• TASK REQUIREMENTS
Pick out each line in the entries below that contains the word "unit" and copy every such line in full.

◇ ◇ ◇ ◇ ◇ ◇ ◇

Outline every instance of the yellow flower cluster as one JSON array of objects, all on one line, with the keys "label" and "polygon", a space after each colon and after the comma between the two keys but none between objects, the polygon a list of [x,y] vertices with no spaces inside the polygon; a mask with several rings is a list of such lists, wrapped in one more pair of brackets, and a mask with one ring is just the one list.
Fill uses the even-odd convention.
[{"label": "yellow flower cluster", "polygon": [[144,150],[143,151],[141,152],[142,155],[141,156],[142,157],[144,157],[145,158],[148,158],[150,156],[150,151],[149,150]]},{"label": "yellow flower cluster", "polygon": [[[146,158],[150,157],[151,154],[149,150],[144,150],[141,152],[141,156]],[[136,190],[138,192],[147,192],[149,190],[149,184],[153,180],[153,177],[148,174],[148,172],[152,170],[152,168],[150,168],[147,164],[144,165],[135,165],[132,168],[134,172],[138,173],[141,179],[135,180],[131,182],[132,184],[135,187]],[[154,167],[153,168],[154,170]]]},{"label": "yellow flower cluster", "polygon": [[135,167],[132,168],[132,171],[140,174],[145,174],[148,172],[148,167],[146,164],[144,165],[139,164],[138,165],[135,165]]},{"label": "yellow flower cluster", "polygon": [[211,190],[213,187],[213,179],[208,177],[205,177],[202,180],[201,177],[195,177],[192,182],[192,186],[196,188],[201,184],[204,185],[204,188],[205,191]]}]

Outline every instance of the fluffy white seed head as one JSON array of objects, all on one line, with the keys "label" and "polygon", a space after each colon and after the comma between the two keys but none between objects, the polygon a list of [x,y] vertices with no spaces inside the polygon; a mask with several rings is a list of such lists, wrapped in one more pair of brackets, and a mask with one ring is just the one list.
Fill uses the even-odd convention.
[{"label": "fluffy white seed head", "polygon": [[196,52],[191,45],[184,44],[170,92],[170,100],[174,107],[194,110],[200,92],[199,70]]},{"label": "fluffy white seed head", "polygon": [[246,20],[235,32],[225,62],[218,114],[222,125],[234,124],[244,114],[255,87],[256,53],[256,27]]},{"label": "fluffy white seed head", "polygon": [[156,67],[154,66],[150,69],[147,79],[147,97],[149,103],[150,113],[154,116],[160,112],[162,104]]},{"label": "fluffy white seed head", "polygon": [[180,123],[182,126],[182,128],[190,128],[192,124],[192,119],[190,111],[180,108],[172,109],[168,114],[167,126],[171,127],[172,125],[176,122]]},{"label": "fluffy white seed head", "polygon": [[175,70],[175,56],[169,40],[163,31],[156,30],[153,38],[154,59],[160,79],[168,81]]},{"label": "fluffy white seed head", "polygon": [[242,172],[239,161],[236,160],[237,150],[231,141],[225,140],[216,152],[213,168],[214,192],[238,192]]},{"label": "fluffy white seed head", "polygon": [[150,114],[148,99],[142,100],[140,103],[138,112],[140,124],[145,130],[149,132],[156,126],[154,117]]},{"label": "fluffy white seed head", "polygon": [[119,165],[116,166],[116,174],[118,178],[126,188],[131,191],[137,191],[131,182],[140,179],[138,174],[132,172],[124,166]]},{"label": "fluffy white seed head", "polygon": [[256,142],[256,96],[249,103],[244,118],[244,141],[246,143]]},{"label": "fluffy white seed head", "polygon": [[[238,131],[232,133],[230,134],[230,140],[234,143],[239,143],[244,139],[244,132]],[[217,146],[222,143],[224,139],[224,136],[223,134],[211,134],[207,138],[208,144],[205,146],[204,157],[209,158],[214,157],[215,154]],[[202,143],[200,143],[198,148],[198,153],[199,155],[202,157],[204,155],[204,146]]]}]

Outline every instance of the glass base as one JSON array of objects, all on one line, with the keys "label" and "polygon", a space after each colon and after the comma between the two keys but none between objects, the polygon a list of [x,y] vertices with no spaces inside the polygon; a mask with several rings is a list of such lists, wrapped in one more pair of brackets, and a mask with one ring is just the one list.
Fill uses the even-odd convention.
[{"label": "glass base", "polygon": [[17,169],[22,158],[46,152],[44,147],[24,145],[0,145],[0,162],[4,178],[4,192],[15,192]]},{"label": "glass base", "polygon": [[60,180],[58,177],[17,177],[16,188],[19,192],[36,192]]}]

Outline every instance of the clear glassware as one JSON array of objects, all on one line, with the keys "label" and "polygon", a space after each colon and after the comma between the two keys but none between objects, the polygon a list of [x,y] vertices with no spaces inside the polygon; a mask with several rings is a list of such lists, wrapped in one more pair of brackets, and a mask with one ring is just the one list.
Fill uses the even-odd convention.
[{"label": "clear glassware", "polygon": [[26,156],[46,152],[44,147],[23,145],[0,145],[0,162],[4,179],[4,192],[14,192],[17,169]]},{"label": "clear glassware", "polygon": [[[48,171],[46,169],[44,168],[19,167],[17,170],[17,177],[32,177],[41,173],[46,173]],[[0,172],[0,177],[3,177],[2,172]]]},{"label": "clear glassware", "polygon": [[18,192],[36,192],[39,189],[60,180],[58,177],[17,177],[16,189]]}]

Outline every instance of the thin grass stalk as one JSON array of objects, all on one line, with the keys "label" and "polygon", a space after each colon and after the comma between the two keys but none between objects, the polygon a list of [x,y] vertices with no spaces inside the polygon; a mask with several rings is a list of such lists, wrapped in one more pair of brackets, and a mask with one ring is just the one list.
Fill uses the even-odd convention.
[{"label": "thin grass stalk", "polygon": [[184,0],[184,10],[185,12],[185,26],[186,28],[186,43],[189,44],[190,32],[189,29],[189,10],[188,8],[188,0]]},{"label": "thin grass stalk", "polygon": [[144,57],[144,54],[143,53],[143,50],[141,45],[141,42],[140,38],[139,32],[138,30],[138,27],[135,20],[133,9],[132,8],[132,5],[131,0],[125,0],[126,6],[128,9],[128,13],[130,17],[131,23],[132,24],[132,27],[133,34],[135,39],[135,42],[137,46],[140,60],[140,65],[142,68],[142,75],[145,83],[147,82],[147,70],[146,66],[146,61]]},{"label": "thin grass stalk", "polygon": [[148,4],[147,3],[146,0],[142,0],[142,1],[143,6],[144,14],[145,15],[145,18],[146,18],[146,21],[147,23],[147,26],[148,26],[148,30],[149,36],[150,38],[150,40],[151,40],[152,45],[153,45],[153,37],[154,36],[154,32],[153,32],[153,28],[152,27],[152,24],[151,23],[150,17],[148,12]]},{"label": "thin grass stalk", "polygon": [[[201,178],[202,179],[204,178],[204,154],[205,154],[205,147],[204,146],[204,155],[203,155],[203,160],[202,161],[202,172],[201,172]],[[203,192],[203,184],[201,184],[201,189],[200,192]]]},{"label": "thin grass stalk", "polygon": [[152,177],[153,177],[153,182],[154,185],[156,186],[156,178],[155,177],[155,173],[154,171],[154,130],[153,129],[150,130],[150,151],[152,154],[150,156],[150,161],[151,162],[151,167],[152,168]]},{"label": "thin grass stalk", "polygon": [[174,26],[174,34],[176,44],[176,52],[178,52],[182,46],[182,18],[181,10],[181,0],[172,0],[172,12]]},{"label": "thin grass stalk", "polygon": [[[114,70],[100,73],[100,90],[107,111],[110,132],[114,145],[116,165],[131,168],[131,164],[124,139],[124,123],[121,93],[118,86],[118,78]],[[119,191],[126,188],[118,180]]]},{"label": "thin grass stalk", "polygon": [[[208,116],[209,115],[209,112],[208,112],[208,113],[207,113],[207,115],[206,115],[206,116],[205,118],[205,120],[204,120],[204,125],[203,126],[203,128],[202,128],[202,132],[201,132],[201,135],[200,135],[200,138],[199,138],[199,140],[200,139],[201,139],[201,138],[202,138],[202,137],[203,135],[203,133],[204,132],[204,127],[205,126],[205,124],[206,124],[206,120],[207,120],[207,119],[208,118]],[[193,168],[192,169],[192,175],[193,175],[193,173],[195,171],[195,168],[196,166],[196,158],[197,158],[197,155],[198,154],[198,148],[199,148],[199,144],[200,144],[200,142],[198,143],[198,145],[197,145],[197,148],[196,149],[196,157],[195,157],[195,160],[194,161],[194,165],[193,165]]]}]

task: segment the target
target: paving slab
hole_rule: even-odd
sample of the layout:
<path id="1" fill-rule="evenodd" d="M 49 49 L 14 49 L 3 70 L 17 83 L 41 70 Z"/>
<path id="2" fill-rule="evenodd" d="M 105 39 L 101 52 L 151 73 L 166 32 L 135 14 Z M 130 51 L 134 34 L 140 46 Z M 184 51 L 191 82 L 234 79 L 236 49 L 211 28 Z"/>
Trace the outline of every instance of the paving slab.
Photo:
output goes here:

◇ ◇ ◇ ◇ ◇ ◇ ◇

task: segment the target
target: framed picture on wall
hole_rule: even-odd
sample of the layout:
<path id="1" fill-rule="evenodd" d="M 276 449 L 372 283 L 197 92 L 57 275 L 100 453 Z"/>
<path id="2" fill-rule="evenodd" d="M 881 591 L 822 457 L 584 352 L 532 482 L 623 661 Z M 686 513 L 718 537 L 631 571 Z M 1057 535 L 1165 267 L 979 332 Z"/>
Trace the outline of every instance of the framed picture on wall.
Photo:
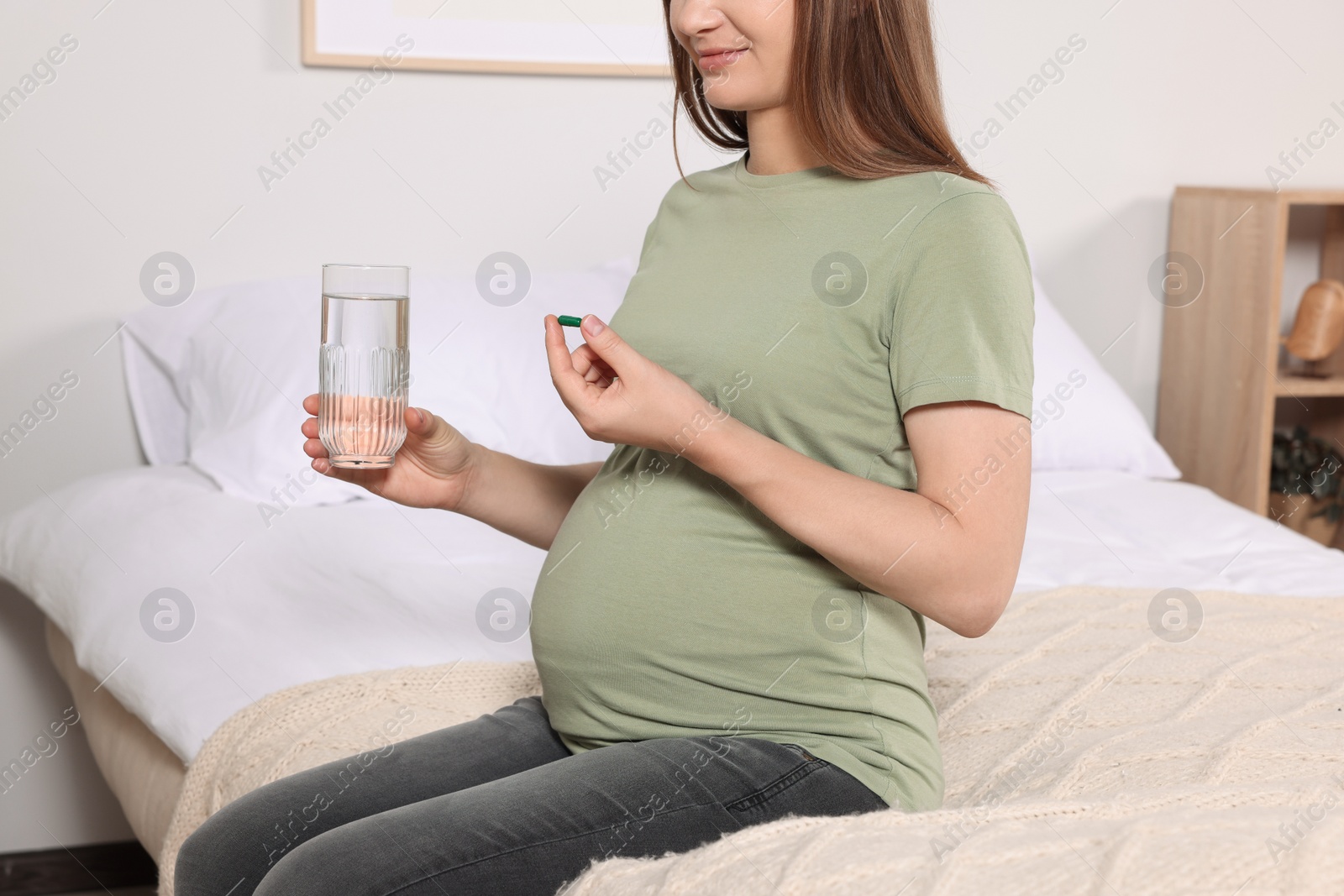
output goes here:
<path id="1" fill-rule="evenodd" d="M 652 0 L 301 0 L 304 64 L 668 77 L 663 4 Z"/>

◇ ◇ ◇ ◇ ◇ ◇ ◇

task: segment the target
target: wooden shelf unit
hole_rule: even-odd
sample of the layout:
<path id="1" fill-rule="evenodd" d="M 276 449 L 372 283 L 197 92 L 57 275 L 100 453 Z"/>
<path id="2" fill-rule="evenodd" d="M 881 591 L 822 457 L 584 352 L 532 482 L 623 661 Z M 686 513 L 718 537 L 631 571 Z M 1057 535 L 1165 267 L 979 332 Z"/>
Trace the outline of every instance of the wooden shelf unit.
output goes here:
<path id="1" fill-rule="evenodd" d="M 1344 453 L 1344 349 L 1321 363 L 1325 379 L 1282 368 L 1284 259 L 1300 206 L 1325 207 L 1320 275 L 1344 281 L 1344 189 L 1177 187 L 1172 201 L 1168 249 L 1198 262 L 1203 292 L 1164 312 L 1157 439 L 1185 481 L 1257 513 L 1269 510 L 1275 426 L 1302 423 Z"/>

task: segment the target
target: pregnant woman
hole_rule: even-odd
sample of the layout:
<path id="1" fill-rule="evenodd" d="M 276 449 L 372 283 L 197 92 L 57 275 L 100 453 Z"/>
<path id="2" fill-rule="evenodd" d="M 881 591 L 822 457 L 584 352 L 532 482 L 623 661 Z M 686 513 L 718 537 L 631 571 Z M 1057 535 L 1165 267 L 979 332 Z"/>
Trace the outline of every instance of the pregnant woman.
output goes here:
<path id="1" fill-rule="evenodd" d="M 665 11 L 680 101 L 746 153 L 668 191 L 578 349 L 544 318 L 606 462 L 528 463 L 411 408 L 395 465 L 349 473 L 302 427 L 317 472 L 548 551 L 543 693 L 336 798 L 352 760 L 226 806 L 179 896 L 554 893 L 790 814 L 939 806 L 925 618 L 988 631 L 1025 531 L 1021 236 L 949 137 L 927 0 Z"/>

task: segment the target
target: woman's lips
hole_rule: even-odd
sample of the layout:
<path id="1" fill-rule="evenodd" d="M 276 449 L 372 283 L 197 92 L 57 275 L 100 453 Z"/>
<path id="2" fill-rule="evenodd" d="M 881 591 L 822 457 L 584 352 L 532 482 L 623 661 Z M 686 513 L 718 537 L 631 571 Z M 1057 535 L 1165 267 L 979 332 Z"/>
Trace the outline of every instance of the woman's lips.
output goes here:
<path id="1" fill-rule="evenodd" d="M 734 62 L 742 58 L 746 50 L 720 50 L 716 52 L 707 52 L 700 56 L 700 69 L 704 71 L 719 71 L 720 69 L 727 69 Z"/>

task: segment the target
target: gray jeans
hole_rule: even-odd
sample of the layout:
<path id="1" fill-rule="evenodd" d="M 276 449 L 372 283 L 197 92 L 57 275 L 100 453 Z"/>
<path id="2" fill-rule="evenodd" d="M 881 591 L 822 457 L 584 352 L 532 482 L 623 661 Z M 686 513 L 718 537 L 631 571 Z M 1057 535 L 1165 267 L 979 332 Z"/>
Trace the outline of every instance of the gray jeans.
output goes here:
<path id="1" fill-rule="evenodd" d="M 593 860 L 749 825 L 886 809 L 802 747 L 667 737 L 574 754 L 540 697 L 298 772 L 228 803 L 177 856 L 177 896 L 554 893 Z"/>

◇ ◇ ◇ ◇ ◇ ◇ ◇

• RESULT OF THE EXERCISE
target: wooden shelf unit
Trace the outline of every instance of the wooden shelf unit.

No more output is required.